◆ GIVEN TASK
Copy everything in the Rotten Tomatoes scraping notebook from "### Making the" down to "file.write(soup.prettify('utf-8'))" without changing anything.

### Importing packages

In [1]:
import requests
from bs4 import BeautifulSoup
import pandas as pd

### Making Get Request

In [2]:
base_site="https://editorial.rottentomatoes.com/guide/140-essential-action-movies-to-watch-now/"

In [3]:
response = requests.get(base_site)
response

<Response [200]>

In [4]:
html=response.content
html[:100]

b'<!DOCTYPE html>\n<html lang="en-US">\n    <head prefix="og: http://ogp.me/ns# flixstertomatoes: http:/'

### Making the soup

In [5]:
soup = BeautifulSoup(html,"lxml")

In [6]:
soup = BeautifulSoup(html,"html.parser")

### Exporting HTML to a file

In [7]:
with open("rottentomatoes_response.html",'wb') as file:
    file.write(soup.prettify('utf-8'))

### Searching and navigating HTML tree

#### Searching- find() and find_all()

#### Extracting Movies div containing required info

In [57]:
divs= soup.find_all('div',{'class':'col-sm-18 col-full-xs countdown-item-content'})
# divs

In [9]:
divs[0].find('a').string

'Running Scared'

In [10]:
divs[0].find('span',{"class":'start-year'}).string

'(1986)'

In [11]:
divs[1].find('span',{"class":'tMeterScore'}).string

'41%'

### Getting years

In [56]:
years = [div.find('span',{"class":'start-year'}).string for div in divs]
# years

In [55]:
years= [year.strip('()') for year in years]
# years

In [14]:
len(years)

140

### Getting movies rates

In [54]:
rates = [div.find('span',{"class":'tMeterScore'}).string for div in divs]
# rates

In [16]:
len(rates)

140

### Getting titles

In [17]:
titles = [div.find('a').string for div in divs]

In [53]:
# titles

In [19]:
len(titles)

140

### Getting cast names

In [52]:
cast_info = [div.find('div',{"class":'cast'}) for div in divs]
# cast_info

In [21]:
cast_links= cast_info[0].find_all('a')

In [22]:
cast_links

[<a class="" href="//www.rottentomatoes.com/celebrity/gregory_hines">Gregory Hines</a>,
 <a class="" href="//www.rottentomatoes.com/celebrity/billy_crystal">Billy Crystal</a>,
 <a class="" href="//www.rottentomatoes.com/celebrity/jimmy_smits">Jimmy Smits</a>,
 <a class="" href="//www.rottentomatoes.com/celebrity/steven_bauer">Steven Bauer</a>]

In [23]:
cast_names= [link.string for link in cast_links]

In [24]:
cast_names

['Gregory Hines', 'Billy Crystal', 'Jimmy Smits', 'Steven Bauer']

In [25]:
', '.join(cast_names)

◆ DATASET SECTION
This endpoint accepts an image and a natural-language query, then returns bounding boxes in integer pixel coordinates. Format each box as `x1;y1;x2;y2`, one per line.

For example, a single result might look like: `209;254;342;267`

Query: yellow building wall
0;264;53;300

◆ THE OUTPUT
### Making the soup

In [5]:
soup = BeautifulSoup(html,"lxml")

In [6]:
soup = BeautifulSoup(html,"html.parser")

### Exporting HTML to a file

In [7]:
with open("rottentomatoes_response.html",'wb') as file:
    file.write(soup.prettify('utf-8'))